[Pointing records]
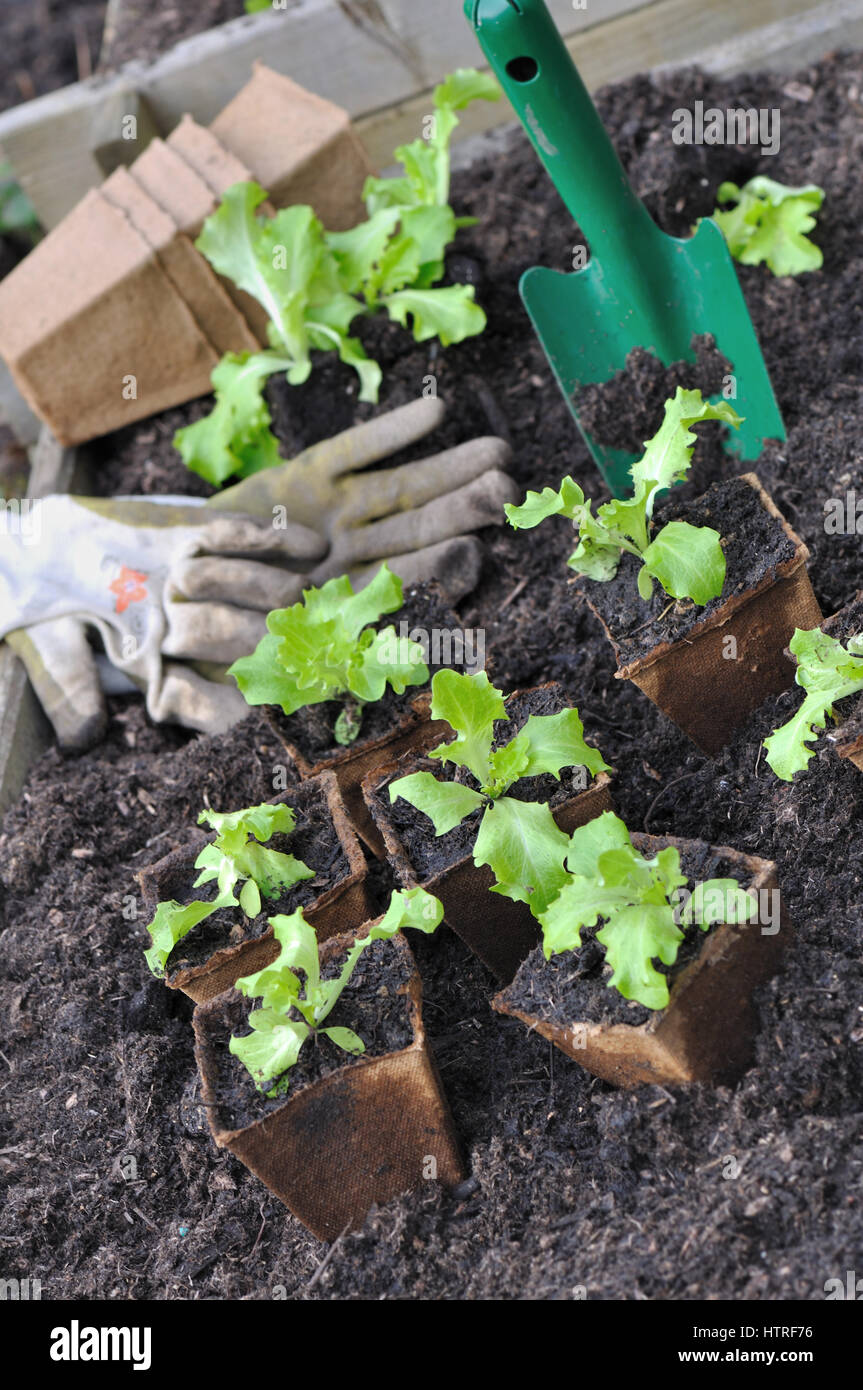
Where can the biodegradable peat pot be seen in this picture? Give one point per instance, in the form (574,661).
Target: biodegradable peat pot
(496,929)
(709,667)
(395,726)
(107,320)
(708,1030)
(227,945)
(343,1139)
(847,736)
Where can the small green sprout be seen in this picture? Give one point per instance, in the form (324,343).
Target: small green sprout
(313,284)
(687,560)
(236,855)
(827,672)
(324,648)
(292,1012)
(767,223)
(519,840)
(609,879)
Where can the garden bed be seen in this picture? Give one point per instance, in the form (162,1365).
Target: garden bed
(574,1184)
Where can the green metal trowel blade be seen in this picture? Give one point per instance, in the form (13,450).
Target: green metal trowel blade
(587,328)
(641,288)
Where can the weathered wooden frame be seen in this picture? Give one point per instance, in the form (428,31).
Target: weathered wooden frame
(381,59)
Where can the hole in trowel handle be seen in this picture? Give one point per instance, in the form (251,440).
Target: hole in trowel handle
(523,70)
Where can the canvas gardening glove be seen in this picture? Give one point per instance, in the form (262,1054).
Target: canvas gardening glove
(178,590)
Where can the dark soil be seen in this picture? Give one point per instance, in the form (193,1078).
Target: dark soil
(310,729)
(313,841)
(371,1005)
(46,45)
(573,1182)
(753,542)
(430,854)
(148,28)
(619,410)
(573,987)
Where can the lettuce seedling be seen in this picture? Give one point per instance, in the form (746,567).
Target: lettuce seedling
(17,216)
(687,560)
(313,284)
(519,840)
(292,1012)
(767,223)
(236,855)
(827,672)
(609,879)
(324,648)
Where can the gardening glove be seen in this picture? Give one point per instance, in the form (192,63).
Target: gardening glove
(418,517)
(173,581)
(116,565)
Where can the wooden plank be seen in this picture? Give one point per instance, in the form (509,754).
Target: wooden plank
(121,128)
(676,31)
(14,410)
(362,56)
(24,730)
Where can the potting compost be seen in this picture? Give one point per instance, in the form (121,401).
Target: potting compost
(557,1184)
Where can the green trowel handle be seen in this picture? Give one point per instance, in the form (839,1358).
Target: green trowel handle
(538,75)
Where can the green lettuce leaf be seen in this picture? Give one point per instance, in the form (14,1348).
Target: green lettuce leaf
(277,1037)
(173,922)
(827,673)
(669,452)
(324,647)
(769,223)
(445,804)
(235,437)
(238,854)
(449,314)
(688,562)
(525,851)
(470,705)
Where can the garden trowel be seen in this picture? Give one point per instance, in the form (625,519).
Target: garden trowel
(641,288)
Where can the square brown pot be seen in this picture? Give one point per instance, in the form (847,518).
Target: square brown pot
(355,1137)
(692,681)
(708,1030)
(335,912)
(99,300)
(496,929)
(414,731)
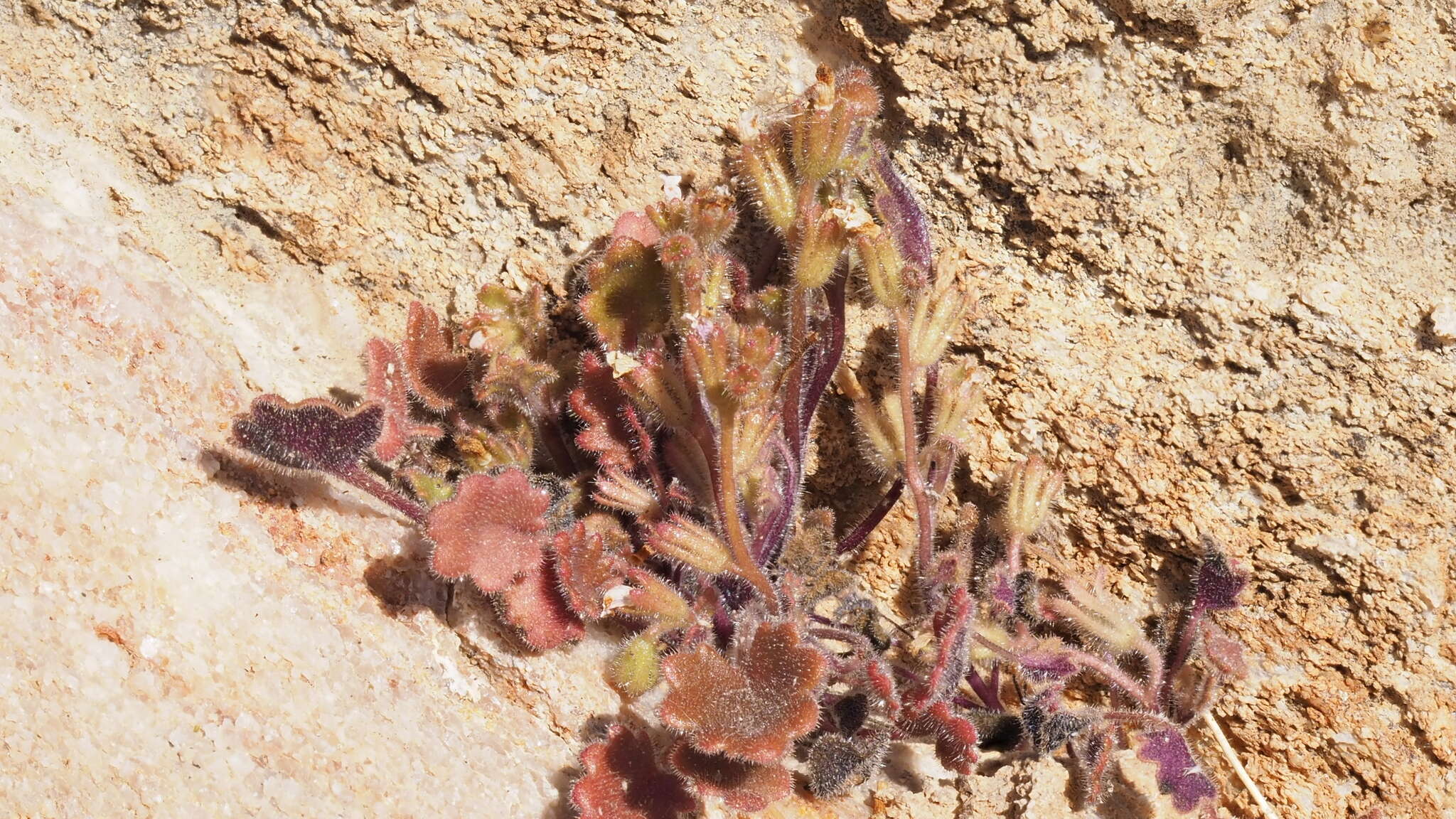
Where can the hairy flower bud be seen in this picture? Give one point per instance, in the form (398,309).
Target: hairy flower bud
(880,257)
(637,666)
(1032,491)
(878,424)
(692,544)
(822,237)
(621,491)
(762,161)
(957,401)
(936,315)
(830,124)
(651,599)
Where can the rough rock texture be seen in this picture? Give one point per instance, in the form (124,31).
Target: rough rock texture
(1214,242)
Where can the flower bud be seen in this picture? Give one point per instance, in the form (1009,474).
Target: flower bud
(936,315)
(764,164)
(692,544)
(957,401)
(635,669)
(822,242)
(621,491)
(883,262)
(651,599)
(1032,491)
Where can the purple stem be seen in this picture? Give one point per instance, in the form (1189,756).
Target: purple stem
(1178,652)
(769,537)
(825,366)
(987,691)
(860,534)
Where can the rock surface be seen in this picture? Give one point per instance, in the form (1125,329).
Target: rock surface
(1215,250)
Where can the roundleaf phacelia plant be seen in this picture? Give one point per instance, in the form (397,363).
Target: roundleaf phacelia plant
(657,480)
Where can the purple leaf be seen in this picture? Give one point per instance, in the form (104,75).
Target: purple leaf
(1219,583)
(493,530)
(900,212)
(743,786)
(1178,773)
(536,608)
(437,375)
(311,434)
(625,781)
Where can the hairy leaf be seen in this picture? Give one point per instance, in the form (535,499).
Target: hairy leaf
(1178,773)
(589,563)
(535,606)
(493,530)
(625,781)
(837,764)
(1218,585)
(386,387)
(311,434)
(749,709)
(743,786)
(626,298)
(600,402)
(437,373)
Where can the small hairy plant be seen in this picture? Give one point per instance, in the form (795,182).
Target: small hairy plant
(657,478)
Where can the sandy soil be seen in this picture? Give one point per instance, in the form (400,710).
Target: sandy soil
(1214,245)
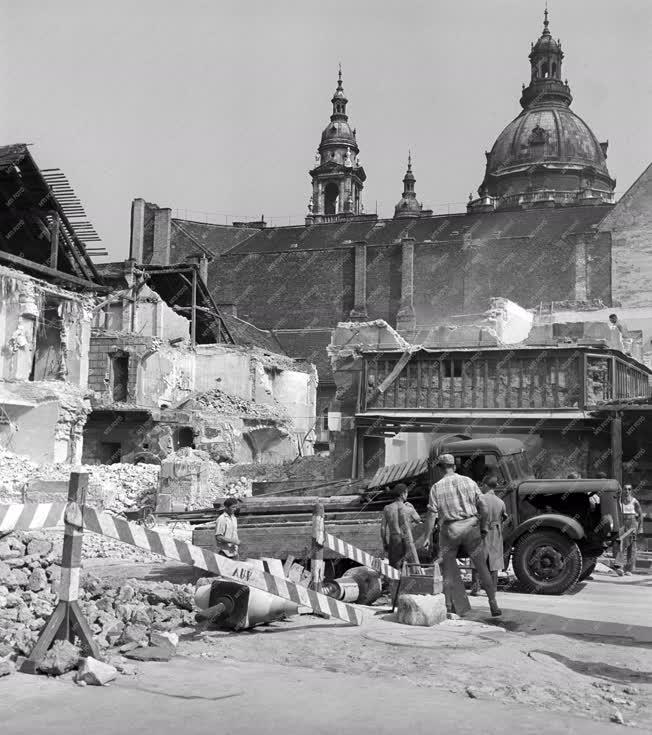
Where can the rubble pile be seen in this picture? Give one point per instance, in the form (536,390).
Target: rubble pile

Problem to work on:
Repeat the material above in full and unchanged, minus its images.

Task result:
Where can the biodegradable peat pot be seen in this picture? Give one point per instance, in the form (574,661).
Target: biodegradable peat pot
(496,929)
(709,667)
(395,726)
(107,320)
(708,1030)
(227,945)
(343,1139)
(847,736)
Where can the small green sprout be seen in this picture? Give one point per instance, in the form (324,343).
Target: small green sprout
(313,284)
(687,560)
(236,855)
(827,672)
(324,648)
(292,1012)
(767,223)
(519,840)
(609,879)
Where can the garden bed be seen in this picture? Give one point per instance, in the form (162,1365).
Target: garden bed
(574,1184)
Where can the green metal trowel blade be seen in this picture? Give one point per instance, in the form (13,450).
Target: green metal trowel blade
(587,328)
(641,288)
Where can the weathered wooden frame be seen in this picture? Give one point per instance, in the form (428,31).
Target: weathered wooden frame
(381,59)
Where can the hole in trowel handle be seen in this picture? Give one point per instance, in the form (251,440).
Target: hole in trowel handle
(523,70)
Where can the canvas gardening glove be seen in this picture? Give one point per instance, in the form (262,1054).
Target: canvas gardening glove
(178,590)
Where can the dark soil be seen in this picture? Give one point per instance, in the form (193,1078).
Target: dark soil
(310,729)
(313,841)
(371,1005)
(46,45)
(573,1182)
(753,542)
(430,854)
(148,28)
(619,410)
(573,987)
Where can the lettuce seedling be seen in this picture? Give one point per instance, in the form (746,567).
Target: lettuce seedling
(17,216)
(687,560)
(313,284)
(519,840)
(292,1012)
(767,223)
(236,855)
(827,672)
(609,879)
(324,648)
Where can the gardening glove be seen in this picture? Give one point per instance, in the form (192,63).
Target: gardening glove
(418,517)
(173,581)
(116,565)
Where can the wooden plank be seen in this picture? Give one point per instance, in the form (509,754).
Target: wooden plank
(121,128)
(676,31)
(14,410)
(362,56)
(24,730)
Where can the potting compost be seen in this picture? Give one point per instance, in the form (121,401).
Target: potting compost
(557,1184)
Where can the green trowel handle be seen in this picture? Give one point per instance, in the form (839,1358).
Target: green trowel handle
(538,75)
Where can the green lettuce leaf be seen in this picture? Give one point per instance, in the form (14,1348).
Target: green lettuce leaf
(277,1037)
(173,922)
(827,673)
(669,452)
(324,647)
(769,223)
(445,804)
(235,437)
(238,854)
(449,314)
(688,562)
(525,851)
(470,705)
Where can the garden trowel be seen in this picture? Give one point per instance, in the form (625,519).
Target: garden trowel
(641,288)
Where can the square brown pot be seen in this picture? Give one point per instance, in the form (847,518).
Target: square brown pot
(355,1137)
(692,681)
(708,1030)
(335,912)
(99,300)
(496,929)
(414,731)
Where can the hairy flower bud be seen in this picture? Give one point per instance, in the form (398,309).
Target: hairy flower bud
(880,257)
(637,666)
(1032,491)
(878,424)
(692,544)
(822,237)
(621,491)
(762,161)
(957,401)
(936,315)
(830,124)
(651,599)
Where can the rough rock texture be seen in this picture? Give one point per instance, in the form (124,31).
Target: rough rock texture
(1214,242)
Where can the flower bud be seen in this picture? Give one point per instance, in the form (1009,474).
Target: flower bud
(936,315)
(764,164)
(692,544)
(957,401)
(635,669)
(822,242)
(621,491)
(883,262)
(651,599)
(1032,491)
Where can the purple stem be seen in this picture? Give one point per instance, in the form (1189,756).
Target: purple stem
(1178,652)
(769,537)
(825,366)
(987,691)
(860,534)
Where can the rock surface be seen in this picture? Give one point per instance, in the form (1125,329).
Target: rock surface
(1215,250)
Where can the roundleaf phacelia plant be seen in this picture? Give one point per instance, in the form (397,363).
Target: roundleaf phacelia plant
(657,480)
Where can the purple leaf be seen in this picture? Give one point per instance, in the form (104,75).
Target: purple leaf
(1219,583)
(493,530)
(900,212)
(743,786)
(1178,773)
(536,608)
(437,375)
(311,434)
(625,781)
Where can the hairy leaf be seen in this picture? Give one point per instance, in the form (535,499).
Target: hairy leaf
(1178,773)
(589,563)
(535,606)
(493,530)
(625,781)
(837,764)
(1218,585)
(386,387)
(311,434)
(749,709)
(743,786)
(626,298)
(600,402)
(437,373)
Where can the small hairy plant be seen in this picture? Give one point per instance, in the form (795,182).
Target: small hairy plant
(657,478)
Where can the sandy soil be seen in this picture? Give one point per instance, in the form (400,710).
Target: sandy soil
(1214,245)
Where can the rubble pile be seen in this picture? Give one point per instance, in the form (536,390).
Target: rubble pile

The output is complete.